Exercices à faire:
A – Dans l'extrait sur les influences musicales de Lee Ranaldo, grâce à qui a-t-il découvert Varèse ?
B – Poursuivez l'extrait sur les influences musicales de Lee Ranaldo après sa dernière phrase.

Extrait à lire:
Il y a eu plusieurs phases. Mon obsession des Beatles s’est déplacée vers un rock plus dur. Cream, The Who et le rock de la côte ouest, The Grateful Dead, Quicksilver et Jefferson Airplane. Ils ont ouvert d’autres perspectives. Ado, quand j’ai commencé à prendre de la drogue, The Grateful Dead est devenu “mon” groupe. Ils m’ont influencé à travers leur musique et à travers leur état d’esprit. On peut les considérer comme des avant-gardistes. Ils jouaient de longs morceaux improvisés. Naturellement, ça m’a mené à écouter les disques de Fred Frith. Je dois beaucoup à la maison de disques Warner. Ils publiaient des samplers en vinyle avec des artistes de leur catalogue. On y trouvait beaucoup d’artistes expérimentaux qui m’ont pris par surprise. J’aimais tout ce qui était instrumental et qui sortait du format classique de la pop song. Ça tombait bien, c’était la période où j’ai eu ma première guitare électrique.

Comment sonnait le jeune Lee Ranaldo à la guitare ?
Comme tout le monde, je suis passé par une période où je créais les sons les plus fous, j’étais accro au feedback. Et puis je me suis rendu compte que l’on pouvait composer autrement en découvrant John Cage, Stockhausen ou Edgard Varèse. C’est grâce à Zappa que j’ai découvert Varèze, il le citait comme une influence dans ses interviews. Pour Stockhausen, c’est plutôt parce qu’il figurait sur la pochette de Sergent Pepper. Tout a soudain pris sens. On pouvait se situer au milieu, entre la pop et l’expérimentation. De la même façon que des compositeurs du 20ème siècle comme David Tudor, les Beatles utilisaient le studio comme un outil d’expérimentation et continuaient à rester populaires et intéressants. Ça m’a incité à acheter des enregistreurs à cassettes. Je faisais des coupes, je passais les bandes à l’envers. Les Beatles m’ont ouvert cette voie.

Items fournis:
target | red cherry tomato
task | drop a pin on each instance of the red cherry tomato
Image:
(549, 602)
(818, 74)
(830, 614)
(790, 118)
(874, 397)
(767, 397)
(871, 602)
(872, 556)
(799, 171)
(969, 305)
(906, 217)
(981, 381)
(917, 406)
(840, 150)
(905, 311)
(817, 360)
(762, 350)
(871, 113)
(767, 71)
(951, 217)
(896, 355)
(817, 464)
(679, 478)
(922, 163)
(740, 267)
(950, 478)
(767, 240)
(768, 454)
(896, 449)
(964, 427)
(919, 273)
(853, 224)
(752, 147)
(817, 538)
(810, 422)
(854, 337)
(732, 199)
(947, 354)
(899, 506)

Corrigé:
A – Grâce à Zappa, qui le citait comme une influence dans ses interviews.

B –
Es-tu encore inspiré aujourd’hui par des artistes que tu admirais quand tu étais adolescent ?
Oui, et sans aucune hésitation. Paul McCartney est une des personnes les plus incroyables au monde. Son talent est immense. J’ai eu le privilège de passer quelques soirées avec lui. Idem pour Brian Wilson, même si le concernant, c’est sur une période plus limitée, située entre Pet Sounds et Smile. Je connais beaucoup moins le reste, mais ces enregistrements-là ont toujours une énorme influence sur mes chansons. Dylan est encore une force créatrice majeure à l’âge de 81 ans. Comme McCartney, il est encore crédible. Oh, j’ai failli oublier Neil Young. Nous avons une chanson avec Sonic Youth qui s’appelle Radical Adults Licks Godhead Style. L’idée était de dire que nous n’étions pas seulement des adultes obsédés par les nouveaux artistes, mais aussi par des artistes avec une longue carrière qui n’ont jamais perdu leur pertinence. Quand on pense aux peintres, Matisse, Picasso, il ne se sont pas mis à la retraite à l’âge de 40 ans. Pourquoi se moque-t-on des musiciens qui font du rock passé cet âge? Un véritable artiste se dévoue à son art tout au long de sa vie. Ces gens-là ne sont pas dans le business pour l’argent ou la gloire, mais parce que c’est leur vie. C’était notre objectif avec Sonic Youth. Mais je comprends que la pop musique soit associée à la jeunesse. C’est comme ça qu’elle est marquetée.

Sonic Youth n’existe plus mais tu sembles déterminé à poursuivre cette quête artistique en solo. On a l’impression que tu travailles en permanence sur plusieurs projets en parallèle.
Je suis musicien, écrivain et peintre. J’ai l’impression que ça rend les gens confus. On aime que les artistes soient dans des cases. Même pour la musique, j’alterne entre les prestations à la guitare acoustique, au piano électrique et la noise. Je me tire une balle dans le pied car c’est un frein au succès. Ce n’est pas grave, je suis ma vision, même si elle est bordélique. Dès le plus jeune âge, j’écrivais, dessinais et jouais d’un instrument. Rien n’a changé. Je n’ai aucune envie de favoriser une de ces pratiques au détriment de l’autre.

Préfères-tu l’écriture de textes ou les arts visuels ?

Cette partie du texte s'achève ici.